WRITTEN TASKS:
A – How many servings does the cake recipe make?
B – Pick up the cake recipe where it stops and write the rest of its instructions.

PROVIDED TEXT:

— BEGIN —

This cake is a little bit of effort, but well worth it. Perfect to impress your keto or non-keto friends alike! 

Prep Time 20 minutes
Cook Time 40 minutes
Total Time 1 hour
Servings 8 large slices
Calories 354 kcal

Ingredients

  • 9 large eggs separated into two large bowls
  • 1/2 teaspoon cream of tartar
  • 1 teaspoon vanilla extract or paste
  • 1/2 cup xylitol
  • 50 grams butter melted and cooled
  • 1/2 teaspoon salt
  • 1/4 cup coconut flour
  • 1/4 cup almond flour
  • 1/2 cup cocoa
  • 2 teaspoons baking powder

To Serve

  • 400 ml heavy whipping cream 1
  • 1 teaspoon vanilla paste
  • 1 tablespoon xylitol
  • 8 strawberries plus extra to serve

Instructions

  1. Preheat the oven 170 degrees and line a 20 centimetre springform cake pan with baking paper. 

  2. To make the sponge, separate the eggs into two large bowls. Whisk together the egg yolks, vanilla extract, xylitol and salt until thoroughly combined. 

  3. In a separate bowl, sift together the coconut flour, almond flour, cocoa and baking powder. Ensure you break down any lumps in the flours.

— END —

DATASET CONTENT:
— BEGIN —

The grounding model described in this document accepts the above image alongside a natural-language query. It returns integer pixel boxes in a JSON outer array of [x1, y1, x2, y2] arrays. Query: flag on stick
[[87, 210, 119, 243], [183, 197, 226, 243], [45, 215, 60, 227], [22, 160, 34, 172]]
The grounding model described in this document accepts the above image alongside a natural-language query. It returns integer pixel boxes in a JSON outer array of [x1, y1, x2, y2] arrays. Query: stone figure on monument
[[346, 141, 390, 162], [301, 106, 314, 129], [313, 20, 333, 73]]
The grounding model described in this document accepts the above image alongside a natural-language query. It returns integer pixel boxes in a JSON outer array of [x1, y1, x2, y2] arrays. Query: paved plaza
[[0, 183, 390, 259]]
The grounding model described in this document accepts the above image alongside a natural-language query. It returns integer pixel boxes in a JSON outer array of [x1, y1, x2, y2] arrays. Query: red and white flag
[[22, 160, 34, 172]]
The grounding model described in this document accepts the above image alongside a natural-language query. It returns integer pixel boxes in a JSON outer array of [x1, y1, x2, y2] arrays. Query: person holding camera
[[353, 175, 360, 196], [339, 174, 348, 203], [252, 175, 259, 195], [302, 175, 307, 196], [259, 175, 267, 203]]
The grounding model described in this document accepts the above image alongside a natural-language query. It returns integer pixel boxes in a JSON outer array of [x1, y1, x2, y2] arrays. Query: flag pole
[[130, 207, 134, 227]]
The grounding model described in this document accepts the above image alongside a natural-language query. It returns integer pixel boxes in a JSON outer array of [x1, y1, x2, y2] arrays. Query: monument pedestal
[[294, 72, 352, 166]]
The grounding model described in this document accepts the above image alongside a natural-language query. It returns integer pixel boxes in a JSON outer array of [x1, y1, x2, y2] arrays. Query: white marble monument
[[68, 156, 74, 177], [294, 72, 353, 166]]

— END —

RESPONSES FOR EACH TASK:
A – It makes 8 large slices.

B –
  4. Add the cream of tartar to the egg whites and using beaters or a stand mix, whisk the egg whites to stiff peaks. 

  5. Combine the sifted dry ingredients to the egg yolks and whisk until smooth. Add the melted butter and mix to incorporate evenly. 

  6. Fold in the beaten egg whites, a quarter of the whites at a time. Fold as gently as you can to preserve the air and create a fluffy sponge.

  7. Gently spoon the mixture in to the prepared cake tin and bake for 35 - 40 minutes until a skewer inserted into the centre comes out clean. Remove and allow to cool on a wire wrack. 

  8. Once cool, cut the cake in half. Whip together the cream, xylitol and vanilla until firm and spread half in between the two pieces of cake and spread the remaining half on top. Decorate with fresh strawberries.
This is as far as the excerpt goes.